PENDAHULUAN
Analisis wacana maupun
analisis isi (kualitas) sebuah karya yang muncul di media-media massa, muncul
dengan berbagai pola pandang. Analisis ini merujuk pada usaha pencarian makna
dalam tanda-tanda dan simbol yang terkandung di dalam suatu produk kebudayaan
semisal karya sastra. Analisis tersebut akan melahirkan persepsi terhadap
sebuah karya yang didalamnya terkandung berbagai nilai yang menarik bagi
penikmat sastra.
Pendekatan macam ini
dimaksudkan untuk menunjukkan adanya makna, nilai, simbol dan ideologi dalam
artefak kebudayaan melalui pengamatan terhadap instrumen formal dalam teks
sastra, misalnya, gaya bahasa, struktur naratif, sudut pandang, dan lain-lain.
Akan tetapi ada juga konsumen sastra yang menyukai sebuah sastra karena nilai
fantastis atau daya tarik karya tersebut. Nilai ini biasanya tergantung pada
selera masing-masing.
analisis teks sastra
kebanyakan menghubungkan tema karya sastra dengan wacana-wacana sebagai konteks
yang ada dalam kehidupan dan juga estetika yang didasarkan pada kesenangan-kesenangan
pembaca ketika mereka berhadapan dengan teks. Sehingga pembaca tertarik dengan
karya tersebut.
Dalam kasus karya
sastra, studi resepsi memungkinkan kita untuk dapat mengetahui bagaimana
sebuah teks sastra diberi makna oleh pembacanya. Sastra, selama ini masuk dalam
wilayah seni tinggi, yang sering dihadapkan secara berkebalikan dengan
novel-novel populer. Dalam kebanyakan studi kebudayaan, keterkaitan antara teks
dalam novel pop dengan pembaca memang menjadi tema yang menarik, mengingat novel-novel
pop tersebut selama ini lekat dengan stigma hiburan, ringan dan memanipulasi
emosi pembaca. Novel pop, sama halnya dengan film-film drama yang romantis.
Dianggap menjadi salah satu hal yang membentuk impian perempuan terhadap kisah
cinta yang romantis dan dramatis.
· · ·
** Deskripsi Tugas **
Salin tanpa perubahan bagian teks tentang analisis karya sastra yang dibuka dengan kata-kata berisi "Pendekatan macam ini" dan ditutup dengan "selera masing-masing.".

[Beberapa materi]
· · ·
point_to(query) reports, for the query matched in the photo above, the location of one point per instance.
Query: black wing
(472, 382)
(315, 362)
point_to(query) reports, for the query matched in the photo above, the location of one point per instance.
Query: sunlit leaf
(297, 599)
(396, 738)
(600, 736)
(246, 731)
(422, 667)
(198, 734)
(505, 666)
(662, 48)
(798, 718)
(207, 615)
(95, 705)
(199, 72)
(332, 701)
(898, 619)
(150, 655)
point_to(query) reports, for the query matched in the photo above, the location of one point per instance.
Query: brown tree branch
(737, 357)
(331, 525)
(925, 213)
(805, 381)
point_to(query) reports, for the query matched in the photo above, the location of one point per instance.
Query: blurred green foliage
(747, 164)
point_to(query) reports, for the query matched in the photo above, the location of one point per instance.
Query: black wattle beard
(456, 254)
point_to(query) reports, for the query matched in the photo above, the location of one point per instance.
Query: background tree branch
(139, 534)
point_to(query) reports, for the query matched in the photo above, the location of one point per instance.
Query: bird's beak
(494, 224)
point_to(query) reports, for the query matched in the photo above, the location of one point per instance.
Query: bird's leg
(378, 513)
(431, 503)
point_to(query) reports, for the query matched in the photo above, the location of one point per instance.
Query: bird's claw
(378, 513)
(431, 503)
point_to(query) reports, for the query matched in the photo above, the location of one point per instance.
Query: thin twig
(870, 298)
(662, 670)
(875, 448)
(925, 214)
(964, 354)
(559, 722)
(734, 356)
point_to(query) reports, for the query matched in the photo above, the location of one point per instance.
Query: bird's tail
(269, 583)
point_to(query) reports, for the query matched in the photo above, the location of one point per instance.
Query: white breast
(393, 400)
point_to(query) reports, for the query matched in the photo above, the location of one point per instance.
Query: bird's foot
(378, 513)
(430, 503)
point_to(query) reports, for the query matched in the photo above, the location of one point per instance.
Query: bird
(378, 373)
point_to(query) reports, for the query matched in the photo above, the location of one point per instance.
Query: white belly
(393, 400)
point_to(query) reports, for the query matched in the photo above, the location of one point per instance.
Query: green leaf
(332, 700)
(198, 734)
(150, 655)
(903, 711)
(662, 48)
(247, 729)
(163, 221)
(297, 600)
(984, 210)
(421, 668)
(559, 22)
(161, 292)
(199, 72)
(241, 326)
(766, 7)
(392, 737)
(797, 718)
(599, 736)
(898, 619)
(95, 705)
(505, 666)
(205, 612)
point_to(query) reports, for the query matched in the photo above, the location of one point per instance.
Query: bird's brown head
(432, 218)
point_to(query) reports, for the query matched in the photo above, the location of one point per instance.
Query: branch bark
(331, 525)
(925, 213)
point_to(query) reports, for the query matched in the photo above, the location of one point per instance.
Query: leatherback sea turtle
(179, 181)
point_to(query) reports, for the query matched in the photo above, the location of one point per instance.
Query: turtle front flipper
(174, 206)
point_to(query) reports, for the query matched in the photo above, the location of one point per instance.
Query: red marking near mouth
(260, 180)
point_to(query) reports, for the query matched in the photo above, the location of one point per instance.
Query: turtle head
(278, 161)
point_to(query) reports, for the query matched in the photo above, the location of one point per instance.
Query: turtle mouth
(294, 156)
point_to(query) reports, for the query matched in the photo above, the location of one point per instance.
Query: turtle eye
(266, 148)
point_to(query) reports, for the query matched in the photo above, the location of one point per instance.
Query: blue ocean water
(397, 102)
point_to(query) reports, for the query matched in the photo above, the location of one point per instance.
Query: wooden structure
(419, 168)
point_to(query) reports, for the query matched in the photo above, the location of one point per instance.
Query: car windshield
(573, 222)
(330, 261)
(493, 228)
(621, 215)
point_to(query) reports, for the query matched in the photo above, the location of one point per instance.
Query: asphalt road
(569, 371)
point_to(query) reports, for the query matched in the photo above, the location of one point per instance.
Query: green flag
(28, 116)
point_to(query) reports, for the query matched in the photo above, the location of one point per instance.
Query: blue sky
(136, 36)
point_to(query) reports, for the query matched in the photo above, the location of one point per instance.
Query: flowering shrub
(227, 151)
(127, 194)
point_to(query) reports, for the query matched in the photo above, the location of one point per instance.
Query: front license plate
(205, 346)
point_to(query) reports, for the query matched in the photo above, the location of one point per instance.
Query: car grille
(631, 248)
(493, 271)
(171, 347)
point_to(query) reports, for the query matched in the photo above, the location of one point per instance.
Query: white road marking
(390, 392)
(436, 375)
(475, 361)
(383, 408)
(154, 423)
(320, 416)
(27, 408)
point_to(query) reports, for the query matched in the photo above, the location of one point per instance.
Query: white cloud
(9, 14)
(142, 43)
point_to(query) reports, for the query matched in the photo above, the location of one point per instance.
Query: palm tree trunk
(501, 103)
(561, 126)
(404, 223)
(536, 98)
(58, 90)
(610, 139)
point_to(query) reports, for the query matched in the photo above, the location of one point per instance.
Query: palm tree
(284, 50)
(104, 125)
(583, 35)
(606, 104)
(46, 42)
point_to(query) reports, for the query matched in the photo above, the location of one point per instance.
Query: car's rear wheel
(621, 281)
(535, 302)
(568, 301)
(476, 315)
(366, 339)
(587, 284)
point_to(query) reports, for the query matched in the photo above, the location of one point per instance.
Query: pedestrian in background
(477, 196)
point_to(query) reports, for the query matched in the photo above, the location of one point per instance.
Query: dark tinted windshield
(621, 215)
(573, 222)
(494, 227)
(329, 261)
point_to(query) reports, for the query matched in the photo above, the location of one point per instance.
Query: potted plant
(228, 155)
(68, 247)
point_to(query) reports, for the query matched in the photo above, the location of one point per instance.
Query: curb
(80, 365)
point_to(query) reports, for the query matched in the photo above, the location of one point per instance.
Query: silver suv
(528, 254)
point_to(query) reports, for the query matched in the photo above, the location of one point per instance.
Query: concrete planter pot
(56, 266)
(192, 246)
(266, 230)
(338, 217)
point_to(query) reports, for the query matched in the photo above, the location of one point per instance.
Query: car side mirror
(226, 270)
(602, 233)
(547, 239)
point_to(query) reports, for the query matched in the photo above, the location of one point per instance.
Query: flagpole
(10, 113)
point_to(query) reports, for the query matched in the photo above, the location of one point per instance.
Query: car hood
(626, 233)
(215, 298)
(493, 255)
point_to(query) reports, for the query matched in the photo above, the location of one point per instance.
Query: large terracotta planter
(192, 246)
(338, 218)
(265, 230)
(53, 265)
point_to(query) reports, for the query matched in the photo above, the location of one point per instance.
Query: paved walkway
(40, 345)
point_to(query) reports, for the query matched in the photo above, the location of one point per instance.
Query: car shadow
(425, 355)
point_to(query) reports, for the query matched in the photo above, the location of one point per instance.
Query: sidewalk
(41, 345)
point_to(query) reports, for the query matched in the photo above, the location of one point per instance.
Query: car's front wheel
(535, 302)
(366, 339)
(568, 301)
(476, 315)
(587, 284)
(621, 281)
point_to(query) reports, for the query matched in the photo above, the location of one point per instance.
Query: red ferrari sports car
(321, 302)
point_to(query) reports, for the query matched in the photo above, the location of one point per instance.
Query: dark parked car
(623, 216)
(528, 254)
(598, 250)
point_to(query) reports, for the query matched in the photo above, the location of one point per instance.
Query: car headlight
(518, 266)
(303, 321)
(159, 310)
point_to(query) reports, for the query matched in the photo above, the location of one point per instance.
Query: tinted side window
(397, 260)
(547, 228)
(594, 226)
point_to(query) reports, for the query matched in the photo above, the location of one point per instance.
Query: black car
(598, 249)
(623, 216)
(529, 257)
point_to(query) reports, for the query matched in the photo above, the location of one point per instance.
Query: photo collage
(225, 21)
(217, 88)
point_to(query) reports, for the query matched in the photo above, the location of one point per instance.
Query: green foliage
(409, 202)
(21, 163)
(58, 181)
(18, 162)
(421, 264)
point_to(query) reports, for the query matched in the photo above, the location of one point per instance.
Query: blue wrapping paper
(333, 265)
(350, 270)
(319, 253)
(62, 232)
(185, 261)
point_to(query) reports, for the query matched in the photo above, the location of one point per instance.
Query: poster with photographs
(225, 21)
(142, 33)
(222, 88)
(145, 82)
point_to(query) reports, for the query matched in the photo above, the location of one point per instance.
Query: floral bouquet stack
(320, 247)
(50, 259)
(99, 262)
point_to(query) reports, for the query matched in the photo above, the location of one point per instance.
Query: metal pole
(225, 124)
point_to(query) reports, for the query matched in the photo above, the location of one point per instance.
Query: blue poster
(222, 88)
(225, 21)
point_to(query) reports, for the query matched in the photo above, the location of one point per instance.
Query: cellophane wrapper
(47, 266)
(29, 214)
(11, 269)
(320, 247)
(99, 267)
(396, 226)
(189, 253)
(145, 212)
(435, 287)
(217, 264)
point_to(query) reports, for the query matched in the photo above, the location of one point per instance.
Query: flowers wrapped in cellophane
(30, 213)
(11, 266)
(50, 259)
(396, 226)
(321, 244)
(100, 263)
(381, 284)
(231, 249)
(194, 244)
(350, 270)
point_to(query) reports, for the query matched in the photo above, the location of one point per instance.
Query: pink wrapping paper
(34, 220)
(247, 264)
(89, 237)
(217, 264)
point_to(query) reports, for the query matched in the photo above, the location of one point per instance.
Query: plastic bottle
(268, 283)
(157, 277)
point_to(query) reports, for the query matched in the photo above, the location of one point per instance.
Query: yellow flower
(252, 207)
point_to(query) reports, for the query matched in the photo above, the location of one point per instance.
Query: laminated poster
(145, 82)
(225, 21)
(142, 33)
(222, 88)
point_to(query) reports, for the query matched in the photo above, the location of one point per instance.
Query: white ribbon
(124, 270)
· · ·
** Hasil Pengerjaan **
Pendekatan macam ini
dimaksudkan untuk menunjukkan adanya makna, nilai, simbol dan ideologi dalam
artefak kebudayaan melalui pengamatan terhadap instrumen formal dalam teks
sastra, misalnya, gaya bahasa, struktur naratif, sudut pandang, dan lain-lain.
Akan tetapi ada juga konsumen sastra yang menyukai sebuah sastra karena nilai
fantastis atau daya tarik karya tersebut. Nilai ini biasanya tergantung pada
selera masing-masing.